Réécrivez sous forme de liste le paragraphe du texte de lecture qui commence par « En parlant d'équilibre », en conservant ses faits principaux.

§ Texte de lecture:
■ ■ ■ ■ ■ ■ ■
Artémis semble très solitaire tout au long du film, même si parfois nous la voyons avec quelques amis. Le plus effrayant est de la voir avec la famille de son père dans des scènes de situations tragi-comiques, comme cette scène surréelle de physiothérapie à domicile prise du plafond où l’on voit en demi-cercle la famille qui veut assister à la séance destinée à Artémis qui doit apprendre à faire des exercices avec son père : ils et elles commentent, fument et la petite dernière de la famille mange des chips comme si elle était au cinéma ! Ces scènes familiales se répéteront sur le même mode, avec à chaque fois une Artémis silencieuse, tout comme son père, donnant le sentiment d’être déconnectée de cette famille. D’ailleurs les séances de physio sont assez longues et d’autant plus éclairantes sur le processus à suivre et les renversements de perspectives à effectuer. Ainsi le physiothérapeute dit à Artémis que si elle veut prendre le relai, il faut de la confiance des deux côtés, de ne pas avoir peur de se toucher, de pouvoir se regarder et se parler. Il lui explique comment tenir son père et lui dit : « c’est comme une danse et tu conduis. »
La pénibilité des exercices et de l’handicap qui frappe de Paris est extrêmement bien rendu par ces longues scènes de ses exercices de marche par exemple. On est avec eux, cela nous est également pénible, on entre dans leurs efforts et la souffrance qui va avec. À cet égard, on notera l’admirable travail d’acteur de Lazaros Georgakopoulos qui ne surjoue jamais et intériorise de manière spectaculaire sa maladie et le fardeau émotionnel dont il souffre.
En parlant d’équilibre, Artémis doit lutter également avec le sien. Parfois elle semble avoir tout sous contrôle alors qu’à d’autres moments elle semble flirter avec les limites de sa santé mentale. Cela déborde parfois sur des accès de colère, d’autres fois, elle fait des choses étranges dans la maison de son père comme ramper sur le parquet, regarder les lieux à travers un prisme, tout ce qui dans sa propre démarche l’amène à s’approprier les lieux, à s’intégrer à la situation. Toujours très seule dans son cheminement, elle fait des retours en arrière à travers les images de vidéos familiales, d’albums de photos, et parfois elle joue des scènes de la vie ordinaire, dans la voiture de son père, accoudée à un bar de salon où elle mime également le handicap du père en s’allumant une cigarette comme il le ferait.
■ ■ ■ ■ ■ ■ ■
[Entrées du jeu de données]
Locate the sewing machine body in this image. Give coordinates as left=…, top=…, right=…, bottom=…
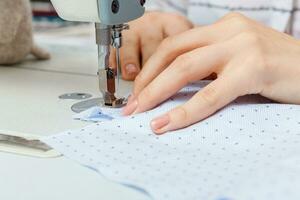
left=51, top=0, right=144, bottom=25
left=51, top=0, right=146, bottom=107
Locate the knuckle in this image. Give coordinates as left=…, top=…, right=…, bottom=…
left=238, top=31, right=260, bottom=47
left=173, top=106, right=189, bottom=122
left=138, top=87, right=155, bottom=104
left=134, top=74, right=143, bottom=86
left=199, top=87, right=218, bottom=107
left=158, top=36, right=174, bottom=51
left=227, top=12, right=250, bottom=30
left=225, top=12, right=244, bottom=19
left=174, top=54, right=192, bottom=82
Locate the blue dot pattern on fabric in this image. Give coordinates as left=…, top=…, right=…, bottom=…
left=44, top=82, right=300, bottom=200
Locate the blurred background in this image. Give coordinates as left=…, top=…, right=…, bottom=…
left=31, top=0, right=82, bottom=31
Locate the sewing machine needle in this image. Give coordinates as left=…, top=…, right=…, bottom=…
left=116, top=48, right=121, bottom=95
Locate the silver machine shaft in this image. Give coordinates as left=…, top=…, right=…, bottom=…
left=96, top=23, right=129, bottom=107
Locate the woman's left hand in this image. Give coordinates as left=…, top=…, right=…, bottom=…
left=123, top=13, right=300, bottom=134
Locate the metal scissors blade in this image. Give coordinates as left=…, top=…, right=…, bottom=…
left=0, top=133, right=52, bottom=152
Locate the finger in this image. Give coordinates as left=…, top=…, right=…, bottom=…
left=120, top=31, right=140, bottom=80
left=141, top=32, right=163, bottom=65
left=133, top=14, right=246, bottom=96
left=123, top=44, right=230, bottom=115
left=151, top=75, right=245, bottom=134
left=134, top=44, right=231, bottom=113
left=164, top=13, right=194, bottom=37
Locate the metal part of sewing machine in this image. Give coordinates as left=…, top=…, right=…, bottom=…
left=51, top=0, right=146, bottom=107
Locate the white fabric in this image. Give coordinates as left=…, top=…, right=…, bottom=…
left=43, top=82, right=300, bottom=200
left=146, top=0, right=300, bottom=38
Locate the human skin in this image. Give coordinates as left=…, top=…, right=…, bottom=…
left=110, top=12, right=193, bottom=80
left=123, top=13, right=300, bottom=134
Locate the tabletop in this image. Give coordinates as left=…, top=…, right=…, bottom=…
left=0, top=26, right=149, bottom=200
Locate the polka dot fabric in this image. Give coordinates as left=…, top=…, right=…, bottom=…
left=44, top=82, right=300, bottom=200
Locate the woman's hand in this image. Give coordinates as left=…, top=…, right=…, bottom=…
left=123, top=13, right=300, bottom=134
left=110, top=12, right=193, bottom=80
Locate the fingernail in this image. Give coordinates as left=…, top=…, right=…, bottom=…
left=127, top=94, right=135, bottom=104
left=126, top=64, right=137, bottom=74
left=122, top=100, right=138, bottom=116
left=150, top=114, right=170, bottom=134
■ ■ ■ ■ ■ ■ ■
§ Réponse attendue:
- Artémis doit, elle aussi, lutter pour garder son propre équilibre.
- Elle semble tantôt tout maîtriser, tantôt frôler les limites de sa santé mentale.
- Cela déborde parfois en accès de colère.
- D'autres fois, elle fait des choses étranges dans la maison de son père, comme ramper sur le parquet ou regarder les lieux à travers un prisme, ce qui l'amène à s'approprier les lieux et à s'intégrer à la situation.
- Toujours très seule dans son cheminement, elle revient sur le passé à travers des vidéos familiales et des albums de photos.
- Parfois, elle joue des scènes de la vie ordinaire, dans la voiture de son père ou accoudée à un bar de salon, où elle mime le handicap de son père en s'allumant une cigarette comme il le ferait.